### Task material:
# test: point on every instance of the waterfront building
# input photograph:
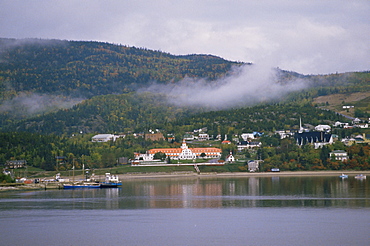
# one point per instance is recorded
(182, 153)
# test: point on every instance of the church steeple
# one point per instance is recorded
(300, 125)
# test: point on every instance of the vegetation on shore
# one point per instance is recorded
(107, 76)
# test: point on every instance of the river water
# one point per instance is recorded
(193, 211)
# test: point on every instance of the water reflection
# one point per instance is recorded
(202, 193)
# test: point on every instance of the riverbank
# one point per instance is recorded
(123, 177)
(241, 174)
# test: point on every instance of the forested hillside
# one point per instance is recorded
(85, 69)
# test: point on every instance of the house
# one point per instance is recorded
(123, 160)
(253, 165)
(182, 153)
(203, 137)
(340, 124)
(323, 128)
(356, 121)
(15, 164)
(104, 138)
(246, 136)
(318, 139)
(189, 137)
(339, 155)
(248, 145)
(284, 134)
(154, 136)
(364, 125)
(230, 158)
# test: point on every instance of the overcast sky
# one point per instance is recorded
(306, 36)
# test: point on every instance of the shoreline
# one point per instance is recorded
(241, 174)
(138, 176)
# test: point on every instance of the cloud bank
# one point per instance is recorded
(309, 37)
(33, 104)
(247, 86)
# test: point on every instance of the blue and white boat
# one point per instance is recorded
(360, 176)
(343, 176)
(81, 186)
(111, 181)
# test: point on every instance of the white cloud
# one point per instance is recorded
(305, 36)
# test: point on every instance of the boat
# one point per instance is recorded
(111, 181)
(82, 186)
(360, 176)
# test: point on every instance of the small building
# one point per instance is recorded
(339, 155)
(203, 137)
(317, 139)
(323, 128)
(13, 164)
(104, 138)
(253, 165)
(189, 137)
(230, 158)
(154, 136)
(248, 145)
(246, 136)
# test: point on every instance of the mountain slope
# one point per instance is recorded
(85, 69)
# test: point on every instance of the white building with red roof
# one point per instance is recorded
(182, 153)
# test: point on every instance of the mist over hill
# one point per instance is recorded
(56, 86)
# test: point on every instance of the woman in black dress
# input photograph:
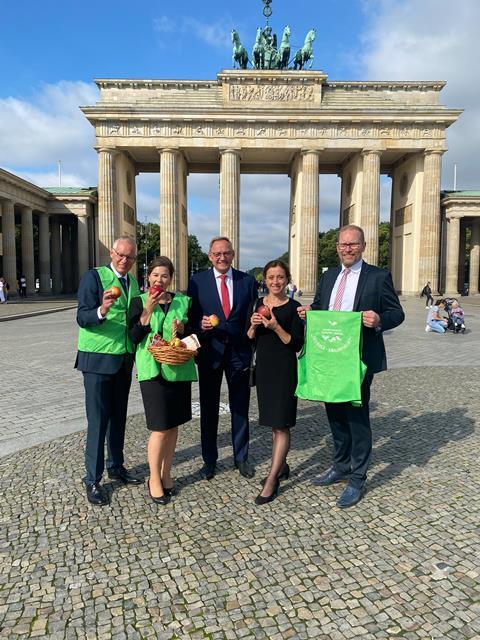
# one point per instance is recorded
(166, 389)
(277, 339)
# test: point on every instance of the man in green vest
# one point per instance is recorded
(356, 286)
(105, 357)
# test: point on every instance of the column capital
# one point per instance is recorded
(371, 152)
(111, 150)
(433, 152)
(317, 151)
(175, 150)
(234, 150)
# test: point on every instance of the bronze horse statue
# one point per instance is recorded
(284, 52)
(305, 54)
(258, 51)
(239, 55)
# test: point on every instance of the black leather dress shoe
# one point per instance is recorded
(120, 473)
(208, 471)
(96, 495)
(165, 499)
(245, 468)
(330, 477)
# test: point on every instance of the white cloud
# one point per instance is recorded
(432, 40)
(36, 133)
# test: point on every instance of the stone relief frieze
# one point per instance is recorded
(269, 93)
(271, 130)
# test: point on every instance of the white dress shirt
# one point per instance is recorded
(350, 287)
(228, 280)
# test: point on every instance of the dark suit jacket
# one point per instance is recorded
(203, 290)
(90, 295)
(375, 292)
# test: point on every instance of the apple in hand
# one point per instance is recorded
(264, 311)
(214, 321)
(115, 292)
(156, 288)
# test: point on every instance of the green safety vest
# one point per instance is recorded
(161, 323)
(111, 335)
(330, 368)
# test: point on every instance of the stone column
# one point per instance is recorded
(56, 258)
(308, 229)
(66, 258)
(106, 202)
(9, 248)
(230, 199)
(430, 221)
(370, 212)
(169, 207)
(453, 248)
(474, 258)
(82, 244)
(44, 253)
(28, 268)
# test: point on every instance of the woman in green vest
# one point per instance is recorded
(166, 389)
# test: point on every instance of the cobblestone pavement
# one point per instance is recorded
(405, 562)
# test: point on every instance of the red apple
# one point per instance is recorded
(264, 311)
(214, 321)
(156, 288)
(116, 292)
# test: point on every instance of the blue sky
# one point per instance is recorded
(51, 51)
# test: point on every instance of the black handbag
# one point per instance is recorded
(253, 363)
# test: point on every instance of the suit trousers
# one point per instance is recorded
(106, 400)
(210, 383)
(352, 436)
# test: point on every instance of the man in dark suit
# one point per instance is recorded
(105, 357)
(356, 286)
(225, 295)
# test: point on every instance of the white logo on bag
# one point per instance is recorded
(332, 340)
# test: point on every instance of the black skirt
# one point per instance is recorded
(167, 404)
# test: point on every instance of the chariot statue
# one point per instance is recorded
(266, 54)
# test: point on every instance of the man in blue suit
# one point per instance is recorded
(227, 294)
(356, 286)
(105, 357)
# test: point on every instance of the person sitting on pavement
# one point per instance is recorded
(427, 292)
(435, 322)
(457, 317)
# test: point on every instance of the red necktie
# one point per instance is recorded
(337, 305)
(225, 296)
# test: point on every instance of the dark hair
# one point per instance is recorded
(161, 261)
(277, 263)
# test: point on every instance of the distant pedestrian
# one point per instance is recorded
(22, 286)
(436, 322)
(427, 292)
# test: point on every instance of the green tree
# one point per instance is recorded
(197, 258)
(327, 249)
(384, 245)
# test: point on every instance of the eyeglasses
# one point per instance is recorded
(348, 245)
(219, 254)
(123, 255)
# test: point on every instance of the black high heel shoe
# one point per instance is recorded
(266, 499)
(283, 475)
(165, 499)
(169, 491)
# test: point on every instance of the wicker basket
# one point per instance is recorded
(168, 354)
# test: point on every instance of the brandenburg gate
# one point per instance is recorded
(278, 121)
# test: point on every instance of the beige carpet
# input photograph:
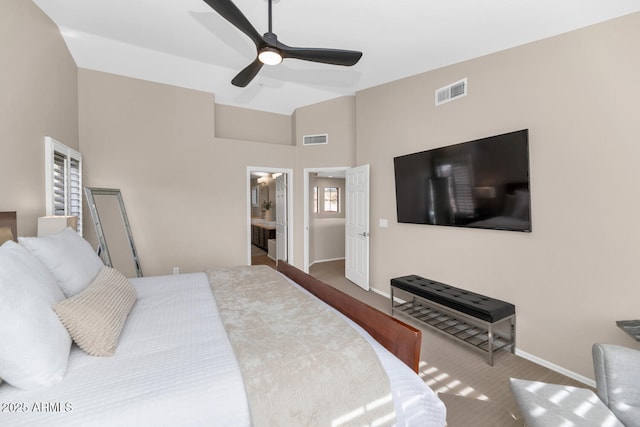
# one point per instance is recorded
(474, 393)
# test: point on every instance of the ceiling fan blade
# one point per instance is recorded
(245, 76)
(326, 56)
(229, 11)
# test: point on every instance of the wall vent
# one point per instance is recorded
(451, 92)
(315, 139)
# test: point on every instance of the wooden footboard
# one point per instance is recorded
(399, 338)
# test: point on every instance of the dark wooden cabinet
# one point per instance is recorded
(260, 236)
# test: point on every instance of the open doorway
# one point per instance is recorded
(324, 222)
(269, 213)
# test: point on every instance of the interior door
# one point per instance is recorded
(357, 226)
(281, 217)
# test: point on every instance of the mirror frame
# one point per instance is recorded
(103, 252)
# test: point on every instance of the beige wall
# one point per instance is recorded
(39, 98)
(252, 125)
(186, 192)
(575, 274)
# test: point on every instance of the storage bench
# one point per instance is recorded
(482, 322)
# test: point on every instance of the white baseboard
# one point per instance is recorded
(325, 260)
(554, 367)
(525, 355)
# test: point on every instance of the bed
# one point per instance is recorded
(229, 346)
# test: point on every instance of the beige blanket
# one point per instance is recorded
(302, 364)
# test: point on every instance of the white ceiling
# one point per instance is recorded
(185, 43)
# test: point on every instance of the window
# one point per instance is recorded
(332, 199)
(63, 170)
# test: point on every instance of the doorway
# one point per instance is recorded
(269, 213)
(324, 229)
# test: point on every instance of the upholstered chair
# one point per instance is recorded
(617, 372)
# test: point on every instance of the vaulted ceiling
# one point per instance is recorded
(186, 43)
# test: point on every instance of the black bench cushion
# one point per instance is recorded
(476, 305)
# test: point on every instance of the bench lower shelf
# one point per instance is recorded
(474, 332)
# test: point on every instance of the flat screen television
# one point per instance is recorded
(479, 184)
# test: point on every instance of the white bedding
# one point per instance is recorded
(174, 366)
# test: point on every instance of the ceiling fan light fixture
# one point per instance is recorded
(270, 56)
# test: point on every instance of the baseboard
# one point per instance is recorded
(320, 261)
(535, 359)
(554, 367)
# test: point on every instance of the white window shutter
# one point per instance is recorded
(63, 170)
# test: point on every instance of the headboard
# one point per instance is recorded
(8, 219)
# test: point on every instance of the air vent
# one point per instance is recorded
(453, 91)
(315, 139)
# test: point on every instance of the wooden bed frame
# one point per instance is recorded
(396, 336)
(8, 219)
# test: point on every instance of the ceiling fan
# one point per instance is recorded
(270, 50)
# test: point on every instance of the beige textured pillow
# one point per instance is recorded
(5, 234)
(95, 317)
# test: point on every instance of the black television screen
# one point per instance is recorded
(481, 184)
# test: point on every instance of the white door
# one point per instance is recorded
(357, 226)
(281, 217)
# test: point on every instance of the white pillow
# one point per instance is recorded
(34, 345)
(68, 256)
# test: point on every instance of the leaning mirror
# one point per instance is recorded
(115, 241)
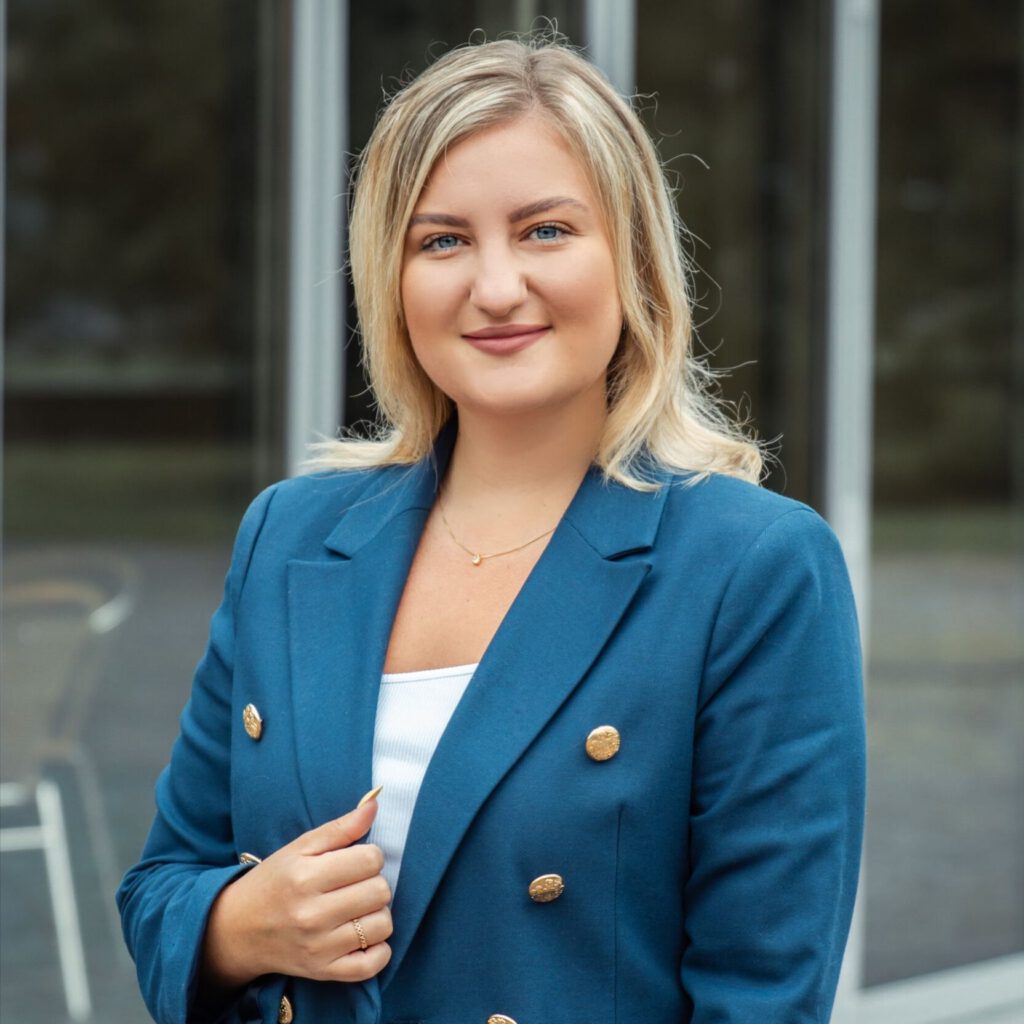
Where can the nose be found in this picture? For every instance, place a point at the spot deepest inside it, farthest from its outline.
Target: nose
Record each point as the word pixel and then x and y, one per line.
pixel 499 283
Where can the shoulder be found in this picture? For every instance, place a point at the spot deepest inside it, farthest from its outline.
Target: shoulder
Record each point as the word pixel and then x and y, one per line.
pixel 295 515
pixel 732 521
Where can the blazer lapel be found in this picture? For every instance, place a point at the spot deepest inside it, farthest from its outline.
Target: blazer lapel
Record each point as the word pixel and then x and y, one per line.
pixel 340 616
pixel 558 624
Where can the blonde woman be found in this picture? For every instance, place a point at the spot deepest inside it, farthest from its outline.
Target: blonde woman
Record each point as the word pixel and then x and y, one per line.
pixel 609 685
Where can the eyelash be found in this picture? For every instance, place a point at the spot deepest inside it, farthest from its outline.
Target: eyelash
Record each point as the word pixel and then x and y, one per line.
pixel 428 243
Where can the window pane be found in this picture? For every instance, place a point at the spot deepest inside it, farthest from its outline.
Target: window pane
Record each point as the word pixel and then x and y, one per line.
pixel 945 845
pixel 139 417
pixel 737 103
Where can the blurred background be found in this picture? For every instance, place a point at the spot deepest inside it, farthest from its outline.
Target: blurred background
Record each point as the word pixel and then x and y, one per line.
pixel 177 327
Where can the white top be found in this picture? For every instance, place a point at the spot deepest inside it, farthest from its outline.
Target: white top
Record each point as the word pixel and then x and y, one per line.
pixel 413 710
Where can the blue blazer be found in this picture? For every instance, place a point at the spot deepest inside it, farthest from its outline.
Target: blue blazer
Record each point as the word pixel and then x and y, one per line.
pixel 710 866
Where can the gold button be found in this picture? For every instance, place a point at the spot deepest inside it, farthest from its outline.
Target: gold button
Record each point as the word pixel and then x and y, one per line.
pixel 252 721
pixel 603 742
pixel 546 888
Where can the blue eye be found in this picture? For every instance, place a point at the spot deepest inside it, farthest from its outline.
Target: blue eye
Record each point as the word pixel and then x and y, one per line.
pixel 441 243
pixel 548 232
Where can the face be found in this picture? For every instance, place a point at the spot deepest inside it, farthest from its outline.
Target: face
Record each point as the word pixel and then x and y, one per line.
pixel 508 280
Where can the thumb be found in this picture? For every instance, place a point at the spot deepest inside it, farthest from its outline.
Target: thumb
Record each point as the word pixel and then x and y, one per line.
pixel 339 833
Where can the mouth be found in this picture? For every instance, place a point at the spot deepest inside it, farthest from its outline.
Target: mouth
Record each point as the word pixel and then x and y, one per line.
pixel 507 339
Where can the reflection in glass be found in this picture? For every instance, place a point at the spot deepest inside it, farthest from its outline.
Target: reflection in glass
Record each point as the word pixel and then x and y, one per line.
pixel 139 411
pixel 945 844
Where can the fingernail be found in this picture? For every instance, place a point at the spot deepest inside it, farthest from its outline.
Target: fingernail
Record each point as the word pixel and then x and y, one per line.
pixel 372 795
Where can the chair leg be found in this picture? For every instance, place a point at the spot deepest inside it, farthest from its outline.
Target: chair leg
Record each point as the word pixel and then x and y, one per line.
pixel 69 932
pixel 102 847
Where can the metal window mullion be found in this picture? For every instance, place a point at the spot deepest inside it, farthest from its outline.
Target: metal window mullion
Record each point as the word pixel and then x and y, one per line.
pixel 609 34
pixel 315 288
pixel 850 336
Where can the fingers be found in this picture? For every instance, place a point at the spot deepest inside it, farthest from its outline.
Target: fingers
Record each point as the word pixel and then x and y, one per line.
pixel 353 901
pixel 338 868
pixel 340 833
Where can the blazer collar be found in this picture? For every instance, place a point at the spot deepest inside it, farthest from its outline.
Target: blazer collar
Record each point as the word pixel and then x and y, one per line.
pixel 613 519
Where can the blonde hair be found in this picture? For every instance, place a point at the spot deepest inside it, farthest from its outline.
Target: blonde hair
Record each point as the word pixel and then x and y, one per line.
pixel 663 402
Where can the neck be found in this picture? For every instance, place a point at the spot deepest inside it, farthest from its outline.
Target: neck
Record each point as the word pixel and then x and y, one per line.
pixel 512 474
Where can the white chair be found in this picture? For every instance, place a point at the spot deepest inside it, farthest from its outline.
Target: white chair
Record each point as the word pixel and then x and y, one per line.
pixel 59 608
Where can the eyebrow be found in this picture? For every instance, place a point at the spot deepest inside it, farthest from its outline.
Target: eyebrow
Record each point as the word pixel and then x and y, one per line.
pixel 521 213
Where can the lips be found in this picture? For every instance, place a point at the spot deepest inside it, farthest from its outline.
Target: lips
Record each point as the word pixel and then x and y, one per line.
pixel 506 339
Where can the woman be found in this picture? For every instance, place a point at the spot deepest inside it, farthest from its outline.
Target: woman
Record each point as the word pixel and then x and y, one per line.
pixel 550 607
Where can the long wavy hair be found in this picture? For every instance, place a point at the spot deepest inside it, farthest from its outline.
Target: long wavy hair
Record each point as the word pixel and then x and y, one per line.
pixel 663 399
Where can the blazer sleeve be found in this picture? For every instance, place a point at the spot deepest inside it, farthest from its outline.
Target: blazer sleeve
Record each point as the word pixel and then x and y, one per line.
pixel 777 805
pixel 189 854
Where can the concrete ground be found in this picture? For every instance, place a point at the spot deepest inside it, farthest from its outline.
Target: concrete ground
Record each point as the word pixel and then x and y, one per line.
pixel 945 844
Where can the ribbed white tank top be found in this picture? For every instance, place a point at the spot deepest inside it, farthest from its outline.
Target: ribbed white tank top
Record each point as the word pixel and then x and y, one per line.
pixel 413 710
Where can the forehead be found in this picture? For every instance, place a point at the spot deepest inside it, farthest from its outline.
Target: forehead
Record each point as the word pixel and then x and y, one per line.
pixel 507 165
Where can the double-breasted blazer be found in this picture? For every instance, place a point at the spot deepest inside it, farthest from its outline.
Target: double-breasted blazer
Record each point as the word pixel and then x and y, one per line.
pixel 709 866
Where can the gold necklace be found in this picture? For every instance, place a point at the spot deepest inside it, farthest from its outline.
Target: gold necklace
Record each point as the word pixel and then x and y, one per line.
pixel 475 556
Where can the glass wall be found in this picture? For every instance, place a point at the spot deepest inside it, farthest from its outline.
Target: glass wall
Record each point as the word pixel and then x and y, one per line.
pixel 945 846
pixel 141 412
pixel 737 94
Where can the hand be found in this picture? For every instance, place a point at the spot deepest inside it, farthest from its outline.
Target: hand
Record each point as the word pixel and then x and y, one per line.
pixel 293 912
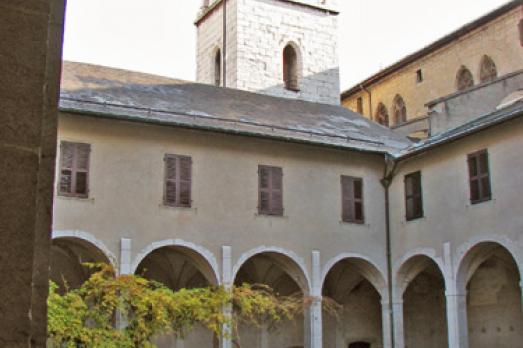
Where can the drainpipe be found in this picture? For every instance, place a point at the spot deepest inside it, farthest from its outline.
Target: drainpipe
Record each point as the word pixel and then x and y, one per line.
pixel 363 89
pixel 388 176
pixel 224 50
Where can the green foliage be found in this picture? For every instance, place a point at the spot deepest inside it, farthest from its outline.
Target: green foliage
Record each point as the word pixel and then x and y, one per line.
pixel 86 317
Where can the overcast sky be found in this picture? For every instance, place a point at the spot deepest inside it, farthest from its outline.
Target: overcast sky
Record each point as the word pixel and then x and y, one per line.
pixel 158 36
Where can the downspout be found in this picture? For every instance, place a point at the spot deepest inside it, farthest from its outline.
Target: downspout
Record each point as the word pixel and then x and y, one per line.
pixel 388 176
pixel 224 50
pixel 363 89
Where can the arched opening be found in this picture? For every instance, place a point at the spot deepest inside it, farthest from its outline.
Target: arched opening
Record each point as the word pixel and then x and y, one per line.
pixel 382 115
pixel 422 284
pixel 355 284
pixel 399 110
pixel 285 277
pixel 464 79
pixel 180 268
pixel 218 68
pixel 494 308
pixel 488 70
pixel 290 68
pixel 68 256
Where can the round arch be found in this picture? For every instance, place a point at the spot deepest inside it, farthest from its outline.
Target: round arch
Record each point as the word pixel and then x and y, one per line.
pixel 289 261
pixel 89 239
pixel 202 257
pixel 365 266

### Job:
Only the lines from the one that contains "Where can the arched" through the last line should be repeated, each exactly as it stands, with both ends included.

### Response to the exercise:
Where can the arched opening be found in this picture? For every instance, place a point at the spot deepest inside it, farthest from its outline.
Target: arched opening
Record each point as the word pixel and then x and y, one per line.
pixel 382 115
pixel 422 284
pixel 355 284
pixel 399 110
pixel 285 277
pixel 464 79
pixel 180 268
pixel 218 68
pixel 494 308
pixel 488 70
pixel 290 68
pixel 68 256
Where can the round arch be found in this picture? For every instance, place a point at the spot deepest inside it, farthest from its outline.
Target: round arch
Record each point as the word pixel and then x and y, one per line.
pixel 289 261
pixel 89 239
pixel 202 257
pixel 365 266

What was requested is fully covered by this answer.